──────── Kutipan ────────
Jumat, 14 November 2008

Asosiasi Asuransi Gugat PP Perasuransian ke Mahkamah Agung

Asosiasi Asuransi Gugat PP Perasuransian ke Mahkamah Agung
[13/11/08]

Peraturan Pemerintah Perasuransian disinyalir dapat mematikan industri asuransi di Tanah Air. Kewajiban menambah modal dianggap tidak tepat dalam kondisi krisis seperti sekarang.
Protes dari sejumlah pengusaha asuransi terhadap terbitnya Peraturan Pemerintah No. 39 Tahun 2008 tentang Perubahan Kedua atas PP No. 73 Tahun 1992 tentang Penyelenggaraan Usaha Perasuransian (PP Perasuransian), berujung ke Mahkamah Agung.
────────
### Perintah 1:
Dalam kutipan tentang gugatan PP Perasuransian, kewajiban apa yang dianggap tidak tepat dalam kondisi krisis?
Data berikut sama sekali tidak berkaitan dengan kutipan di atas.
──────── Baris Data ────────
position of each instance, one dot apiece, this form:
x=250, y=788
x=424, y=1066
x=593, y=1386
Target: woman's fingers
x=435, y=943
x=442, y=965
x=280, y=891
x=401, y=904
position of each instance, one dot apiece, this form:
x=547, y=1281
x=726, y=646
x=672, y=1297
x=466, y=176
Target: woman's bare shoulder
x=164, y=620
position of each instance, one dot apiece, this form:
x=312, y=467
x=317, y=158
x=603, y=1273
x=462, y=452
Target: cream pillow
────────
──────── Baris Data ────────
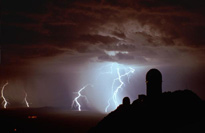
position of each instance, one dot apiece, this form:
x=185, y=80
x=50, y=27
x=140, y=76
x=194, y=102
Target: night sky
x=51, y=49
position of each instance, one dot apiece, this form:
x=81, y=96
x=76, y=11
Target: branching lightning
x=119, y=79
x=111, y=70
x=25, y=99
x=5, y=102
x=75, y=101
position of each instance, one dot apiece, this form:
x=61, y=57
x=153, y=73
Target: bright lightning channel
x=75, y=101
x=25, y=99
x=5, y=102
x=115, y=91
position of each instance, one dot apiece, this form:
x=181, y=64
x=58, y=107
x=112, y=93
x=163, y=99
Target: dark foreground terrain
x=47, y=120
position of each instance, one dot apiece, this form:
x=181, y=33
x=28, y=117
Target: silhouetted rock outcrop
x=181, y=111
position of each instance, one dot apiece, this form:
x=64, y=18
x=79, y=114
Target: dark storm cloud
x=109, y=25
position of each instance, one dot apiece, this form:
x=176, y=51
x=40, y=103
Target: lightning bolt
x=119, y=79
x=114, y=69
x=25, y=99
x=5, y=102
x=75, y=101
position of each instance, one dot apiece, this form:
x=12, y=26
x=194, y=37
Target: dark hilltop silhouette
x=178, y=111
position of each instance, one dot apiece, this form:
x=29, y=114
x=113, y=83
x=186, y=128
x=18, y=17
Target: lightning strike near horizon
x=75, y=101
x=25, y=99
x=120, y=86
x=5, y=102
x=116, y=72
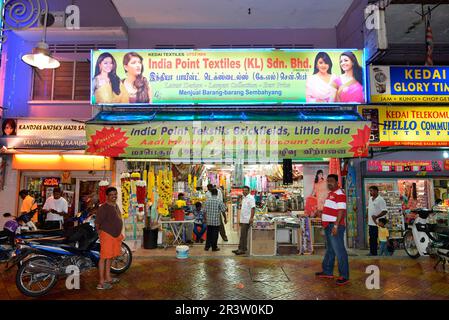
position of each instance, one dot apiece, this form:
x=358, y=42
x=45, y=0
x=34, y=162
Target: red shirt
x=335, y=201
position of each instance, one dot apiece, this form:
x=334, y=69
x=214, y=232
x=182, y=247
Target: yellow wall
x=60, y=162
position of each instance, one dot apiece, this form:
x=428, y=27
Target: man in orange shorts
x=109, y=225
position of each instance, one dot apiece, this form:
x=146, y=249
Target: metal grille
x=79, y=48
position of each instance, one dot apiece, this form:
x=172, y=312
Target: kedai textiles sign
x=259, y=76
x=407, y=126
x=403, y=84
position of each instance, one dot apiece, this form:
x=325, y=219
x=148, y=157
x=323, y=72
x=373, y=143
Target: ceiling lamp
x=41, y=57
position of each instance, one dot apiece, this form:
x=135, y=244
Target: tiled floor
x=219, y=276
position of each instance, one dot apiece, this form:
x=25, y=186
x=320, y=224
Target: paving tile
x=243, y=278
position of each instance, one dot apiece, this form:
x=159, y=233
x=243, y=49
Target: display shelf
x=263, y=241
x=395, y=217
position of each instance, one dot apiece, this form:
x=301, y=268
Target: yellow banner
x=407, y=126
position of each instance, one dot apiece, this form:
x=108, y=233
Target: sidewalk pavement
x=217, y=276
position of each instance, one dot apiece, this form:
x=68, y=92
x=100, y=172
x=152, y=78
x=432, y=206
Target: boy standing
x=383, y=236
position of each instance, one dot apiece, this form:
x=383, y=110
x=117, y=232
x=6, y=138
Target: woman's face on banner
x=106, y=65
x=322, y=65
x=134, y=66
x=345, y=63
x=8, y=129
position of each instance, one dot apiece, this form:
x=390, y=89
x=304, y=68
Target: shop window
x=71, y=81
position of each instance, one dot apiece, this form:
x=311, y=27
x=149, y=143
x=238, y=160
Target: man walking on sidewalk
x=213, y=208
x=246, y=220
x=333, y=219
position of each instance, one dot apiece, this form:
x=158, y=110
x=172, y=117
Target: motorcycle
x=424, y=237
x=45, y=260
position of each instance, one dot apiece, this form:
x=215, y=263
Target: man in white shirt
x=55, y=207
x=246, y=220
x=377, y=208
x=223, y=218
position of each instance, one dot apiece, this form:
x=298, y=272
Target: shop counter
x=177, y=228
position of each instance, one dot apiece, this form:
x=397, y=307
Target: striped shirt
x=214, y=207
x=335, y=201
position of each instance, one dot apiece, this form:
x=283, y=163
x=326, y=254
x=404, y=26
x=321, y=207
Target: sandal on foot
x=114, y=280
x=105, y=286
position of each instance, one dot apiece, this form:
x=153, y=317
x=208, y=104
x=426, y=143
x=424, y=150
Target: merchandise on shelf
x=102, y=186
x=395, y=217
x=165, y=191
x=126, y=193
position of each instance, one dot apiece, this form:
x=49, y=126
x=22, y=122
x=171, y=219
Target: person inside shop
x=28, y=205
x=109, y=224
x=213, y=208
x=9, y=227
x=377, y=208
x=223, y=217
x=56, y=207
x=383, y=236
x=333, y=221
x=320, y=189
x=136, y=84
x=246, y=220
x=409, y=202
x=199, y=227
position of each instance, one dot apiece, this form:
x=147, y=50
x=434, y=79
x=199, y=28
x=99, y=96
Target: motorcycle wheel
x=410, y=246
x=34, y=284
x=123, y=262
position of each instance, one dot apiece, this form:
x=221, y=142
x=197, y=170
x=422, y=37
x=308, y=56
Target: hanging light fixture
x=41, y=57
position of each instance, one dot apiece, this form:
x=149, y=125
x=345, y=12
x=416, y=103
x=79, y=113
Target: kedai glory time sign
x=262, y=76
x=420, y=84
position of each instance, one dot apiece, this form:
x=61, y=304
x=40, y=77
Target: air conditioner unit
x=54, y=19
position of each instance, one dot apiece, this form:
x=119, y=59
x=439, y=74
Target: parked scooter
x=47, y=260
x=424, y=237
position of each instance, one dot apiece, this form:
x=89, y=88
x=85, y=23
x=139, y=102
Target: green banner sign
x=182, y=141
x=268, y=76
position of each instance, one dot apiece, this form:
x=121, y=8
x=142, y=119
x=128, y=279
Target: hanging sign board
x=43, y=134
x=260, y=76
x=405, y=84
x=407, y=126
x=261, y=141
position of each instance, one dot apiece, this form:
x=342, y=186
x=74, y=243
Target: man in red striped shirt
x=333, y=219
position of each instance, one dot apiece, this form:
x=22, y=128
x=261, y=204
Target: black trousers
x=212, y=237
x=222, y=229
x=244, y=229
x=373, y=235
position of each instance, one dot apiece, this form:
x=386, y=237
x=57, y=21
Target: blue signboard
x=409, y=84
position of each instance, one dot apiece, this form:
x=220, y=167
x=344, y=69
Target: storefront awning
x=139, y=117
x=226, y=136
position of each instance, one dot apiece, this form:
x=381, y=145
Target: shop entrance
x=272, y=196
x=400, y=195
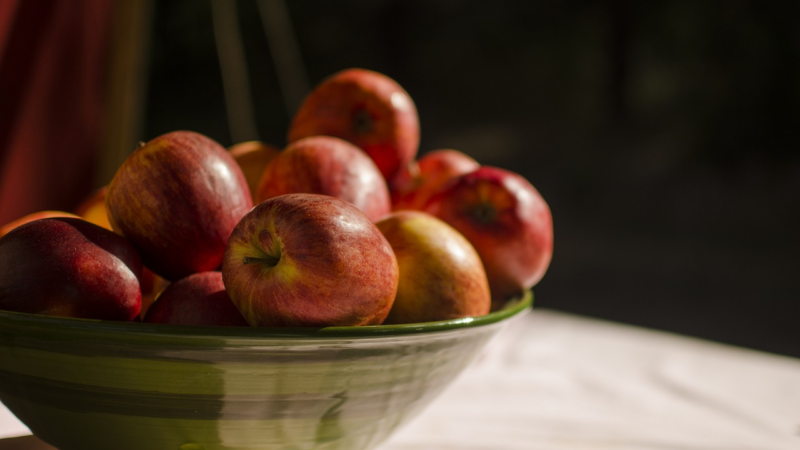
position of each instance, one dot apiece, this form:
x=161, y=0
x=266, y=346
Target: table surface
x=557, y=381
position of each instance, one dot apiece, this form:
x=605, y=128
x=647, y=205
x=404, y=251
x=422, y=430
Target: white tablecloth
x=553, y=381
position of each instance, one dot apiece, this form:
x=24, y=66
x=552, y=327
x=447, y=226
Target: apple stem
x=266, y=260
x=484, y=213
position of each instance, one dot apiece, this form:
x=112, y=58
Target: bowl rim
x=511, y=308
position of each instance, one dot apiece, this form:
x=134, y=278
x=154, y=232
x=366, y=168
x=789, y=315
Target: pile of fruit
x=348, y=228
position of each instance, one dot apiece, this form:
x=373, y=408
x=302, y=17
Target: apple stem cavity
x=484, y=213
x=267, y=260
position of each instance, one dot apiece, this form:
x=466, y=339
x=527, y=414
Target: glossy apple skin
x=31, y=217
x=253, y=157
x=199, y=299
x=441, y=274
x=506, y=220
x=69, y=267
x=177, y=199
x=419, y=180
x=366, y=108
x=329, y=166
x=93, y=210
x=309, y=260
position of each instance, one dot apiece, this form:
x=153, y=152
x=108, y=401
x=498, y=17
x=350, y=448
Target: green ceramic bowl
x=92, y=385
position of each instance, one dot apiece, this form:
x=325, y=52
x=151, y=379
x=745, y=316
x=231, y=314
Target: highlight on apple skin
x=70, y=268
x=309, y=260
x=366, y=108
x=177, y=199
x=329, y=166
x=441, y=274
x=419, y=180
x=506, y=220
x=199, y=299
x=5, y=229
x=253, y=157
────────
### Perintah 2:
Laporkan setiap baris data yang memuat kata "shirt".

### Jawaban 1:
Kewajiban menambah modal.

### Jawaban 2:
Target: red shirt
Target: man in white shirt
Target: striped shirt
Target: man in red striped shirt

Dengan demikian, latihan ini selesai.